| Work to be completed |
Copy each line of the material below character for character, leaving out the pictures.

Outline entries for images
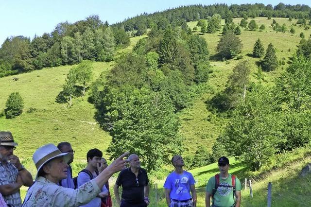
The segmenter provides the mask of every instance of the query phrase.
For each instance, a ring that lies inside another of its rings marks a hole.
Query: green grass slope
[[[131,38],[132,48],[141,37]],[[121,54],[122,51],[118,52]],[[94,62],[94,80],[104,72],[107,73],[115,62]],[[57,144],[70,142],[75,151],[73,170],[74,174],[86,163],[87,152],[94,148],[104,151],[111,139],[109,134],[103,130],[94,116],[96,109],[87,102],[88,94],[74,98],[73,105],[59,104],[56,98],[62,90],[62,86],[72,66],[45,68],[40,70],[0,78],[0,111],[12,92],[19,92],[24,99],[24,108],[21,115],[12,119],[0,117],[0,130],[10,131],[19,144],[15,153],[33,174],[35,168],[32,155],[39,147],[48,143]],[[12,78],[18,78],[17,81]],[[29,109],[35,111],[29,113]]]
[[[293,19],[290,22],[287,18],[275,18],[275,19],[281,25],[283,23],[286,24],[288,30],[290,25],[296,21]],[[250,20],[249,18],[248,21]],[[266,48],[269,43],[272,43],[276,48],[278,58],[284,58],[286,63],[276,71],[263,72],[264,77],[261,82],[265,85],[273,84],[274,78],[287,66],[287,62],[294,53],[300,40],[300,33],[303,32],[305,36],[309,37],[311,32],[303,30],[303,28],[296,26],[294,26],[296,30],[294,34],[289,32],[276,33],[271,27],[272,19],[257,17],[255,20],[259,25],[265,24],[266,29],[263,32],[242,30],[242,34],[239,36],[243,45],[241,54],[243,59],[248,60],[253,65],[251,80],[257,82],[255,63],[259,59],[253,58],[247,54],[251,53],[254,43],[258,38],[260,38]],[[241,18],[234,19],[236,23],[240,21]],[[196,23],[196,22],[189,22],[189,25],[192,29]],[[200,34],[199,32],[196,33]],[[116,58],[119,58],[123,52],[130,51],[139,38],[145,36],[131,38],[131,45],[118,51]],[[231,59],[222,61],[214,59],[217,42],[221,36],[220,31],[214,34],[205,34],[203,36],[207,42],[211,54],[212,72],[206,84],[212,89],[194,100],[191,106],[178,113],[181,120],[181,132],[185,138],[185,146],[189,150],[185,152],[186,155],[193,155],[199,145],[204,146],[210,150],[216,138],[224,130],[226,124],[225,118],[220,117],[210,111],[206,103],[217,92],[224,90],[233,68],[240,61]],[[94,79],[102,72],[107,72],[114,64],[113,62],[94,63]],[[62,90],[66,75],[71,67],[66,66],[47,68],[0,78],[1,97],[0,110],[5,107],[7,97],[13,91],[19,92],[25,101],[25,109],[21,116],[12,120],[0,117],[0,130],[13,132],[17,141],[20,144],[16,154],[33,171],[35,167],[31,161],[32,155],[36,148],[44,143],[56,144],[64,140],[70,141],[76,151],[75,163],[79,164],[85,163],[85,155],[89,149],[97,147],[104,151],[110,141],[110,136],[100,129],[94,118],[95,109],[87,101],[87,92],[85,97],[75,98],[73,100],[73,105],[69,108],[67,107],[66,103],[55,102],[55,98]],[[19,80],[14,81],[13,77],[17,77]],[[28,113],[31,108],[35,108],[35,111]]]
[[[235,24],[240,23],[241,18],[233,19]],[[276,22],[280,25],[285,23],[287,27],[288,31],[285,33],[278,32],[272,29],[271,23],[275,19]],[[249,18],[247,21],[252,18]],[[276,49],[276,53],[278,60],[282,59],[285,62],[285,65],[280,66],[275,71],[269,72],[263,72],[263,77],[261,82],[263,85],[271,85],[274,84],[274,79],[278,77],[280,73],[288,66],[288,61],[295,53],[297,46],[299,45],[301,38],[299,34],[303,32],[306,38],[309,38],[311,34],[311,30],[305,31],[302,27],[293,26],[293,23],[297,22],[296,19],[293,19],[291,22],[287,18],[273,18],[267,19],[266,17],[257,17],[254,19],[258,27],[264,24],[266,30],[263,32],[251,31],[242,29],[242,34],[238,36],[242,40],[243,45],[242,60],[248,61],[253,66],[251,74],[251,81],[258,83],[256,78],[258,68],[256,62],[260,58],[255,58],[250,54],[252,53],[253,47],[255,41],[259,38],[266,50],[268,45],[272,43]],[[196,26],[197,21],[188,23],[189,27],[192,29]],[[225,24],[224,20],[222,21],[223,26]],[[293,26],[296,33],[292,34],[289,32],[291,27]],[[200,31],[200,27],[197,27]],[[242,29],[242,28],[241,28]],[[210,63],[212,68],[212,73],[210,74],[210,78],[207,83],[214,89],[214,93],[206,93],[193,101],[190,107],[185,109],[179,113],[179,116],[182,121],[182,132],[185,139],[185,146],[189,149],[189,151],[185,153],[185,155],[193,154],[197,147],[199,145],[205,146],[206,148],[210,150],[216,138],[224,130],[226,124],[225,118],[220,118],[210,111],[207,105],[211,98],[218,91],[223,91],[225,87],[225,84],[228,77],[231,74],[232,69],[241,60],[236,58],[222,61],[215,60],[214,55],[216,53],[216,47],[218,41],[222,36],[222,28],[220,31],[215,34],[204,34],[196,32],[194,33],[202,35],[205,38],[208,46],[211,55]],[[261,58],[262,59],[262,58]]]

| Correct response |
The segmenter provides the mask of every instance of the query phrase.
For each instance, a ring that lies inside another of its rings marks a hole.
Query: green grass slope
[[[131,38],[132,48],[141,37]],[[121,54],[122,51],[118,52]],[[94,62],[94,80],[104,72],[107,73],[115,62]],[[57,144],[70,142],[75,151],[73,170],[74,174],[86,163],[87,152],[94,148],[104,151],[111,139],[109,134],[103,130],[94,116],[96,109],[87,102],[88,94],[74,98],[73,105],[59,104],[56,98],[62,90],[62,86],[72,66],[45,68],[40,70],[0,78],[0,111],[12,92],[19,92],[24,99],[24,108],[21,115],[12,119],[0,117],[0,130],[10,131],[19,144],[15,153],[33,174],[35,168],[32,155],[39,147],[48,143]],[[12,78],[18,78],[17,81]],[[29,109],[35,111],[29,113]]]
[[[293,19],[290,22],[287,18],[275,18],[275,19],[281,25],[283,23],[286,24],[288,30],[290,25],[296,21]],[[250,20],[249,18],[248,21]],[[266,48],[269,43],[272,43],[276,48],[278,58],[284,58],[286,63],[276,71],[263,72],[264,77],[261,82],[265,85],[273,84],[274,78],[287,66],[287,62],[294,53],[300,40],[300,33],[303,32],[305,36],[309,37],[311,32],[303,30],[303,28],[296,26],[294,26],[296,30],[294,34],[289,32],[276,33],[271,27],[272,19],[257,17],[255,20],[259,25],[265,24],[266,29],[263,32],[242,30],[242,34],[239,36],[243,45],[241,54],[243,59],[248,60],[253,65],[251,80],[257,82],[255,63],[259,59],[253,58],[247,54],[251,53],[254,43],[258,38],[260,38]],[[241,18],[234,19],[236,23],[240,21]],[[196,23],[196,22],[189,22],[189,25],[192,29]],[[200,34],[199,32],[196,33]],[[116,58],[119,58],[123,52],[130,51],[139,38],[145,36],[131,38],[131,45],[118,51]],[[231,59],[222,61],[214,59],[217,42],[221,36],[220,31],[214,34],[205,34],[203,36],[207,42],[211,54],[212,72],[206,84],[212,89],[194,100],[191,106],[178,113],[181,120],[181,132],[185,138],[185,146],[189,150],[185,152],[186,155],[193,155],[199,145],[204,146],[210,150],[216,138],[224,130],[226,124],[225,118],[220,117],[210,111],[206,103],[217,92],[224,90],[233,68],[240,61]],[[94,79],[102,72],[107,72],[114,64],[113,62],[94,63]],[[62,90],[66,75],[71,67],[66,66],[47,68],[0,78],[1,97],[0,110],[5,107],[7,97],[13,91],[19,92],[25,101],[25,109],[21,116],[12,120],[0,117],[0,130],[13,132],[17,141],[20,144],[16,154],[33,171],[35,167],[31,161],[32,155],[36,148],[44,143],[56,144],[64,140],[70,141],[76,151],[75,163],[79,164],[85,163],[85,155],[89,149],[97,147],[104,151],[110,141],[110,136],[100,129],[94,118],[95,109],[87,101],[87,92],[85,97],[75,98],[73,100],[73,105],[69,108],[67,107],[66,103],[55,102],[55,98]],[[19,80],[14,81],[13,77],[17,77]],[[28,113],[31,108],[35,108],[35,111]]]
[[[235,24],[240,23],[241,18],[233,19]],[[276,22],[280,25],[285,23],[287,27],[288,31],[285,33],[278,32],[272,29],[271,23],[275,19]],[[249,18],[247,21],[252,18]],[[276,49],[276,53],[278,60],[282,59],[285,62],[285,65],[280,66],[275,71],[269,72],[263,72],[263,77],[261,82],[263,85],[271,85],[274,84],[274,79],[278,77],[280,73],[288,66],[288,61],[295,53],[297,46],[299,45],[301,38],[299,34],[303,32],[306,38],[309,38],[311,34],[311,30],[305,31],[302,27],[293,26],[293,23],[297,22],[296,19],[293,19],[291,22],[287,18],[273,18],[267,19],[266,17],[257,17],[254,19],[258,27],[264,24],[266,30],[263,32],[251,31],[242,29],[242,34],[238,36],[242,40],[243,45],[242,60],[248,61],[253,66],[251,74],[251,81],[258,83],[256,78],[258,68],[256,62],[260,58],[255,58],[250,54],[252,53],[253,47],[255,41],[259,38],[266,50],[268,45],[272,43]],[[196,26],[197,21],[188,23],[189,27],[192,29]],[[225,24],[224,20],[222,21],[223,26]],[[293,26],[296,33],[292,34],[289,32],[291,27]],[[200,31],[200,27],[197,27]],[[242,29],[242,28],[241,28]],[[210,63],[212,68],[212,73],[210,74],[210,78],[207,83],[214,89],[214,93],[206,93],[193,101],[190,107],[185,109],[179,113],[179,116],[182,121],[182,132],[185,139],[185,146],[189,149],[189,151],[185,153],[185,155],[193,154],[197,147],[199,145],[205,146],[206,148],[210,150],[216,138],[224,130],[226,124],[225,118],[220,118],[210,111],[207,105],[211,98],[218,91],[223,91],[225,87],[225,84],[228,77],[231,74],[232,69],[241,60],[236,58],[222,61],[215,60],[214,55],[216,53],[216,47],[218,41],[222,36],[222,28],[220,31],[215,34],[204,34],[196,32],[194,33],[202,35],[205,38],[208,46],[211,55]],[[261,58],[262,59],[262,58]]]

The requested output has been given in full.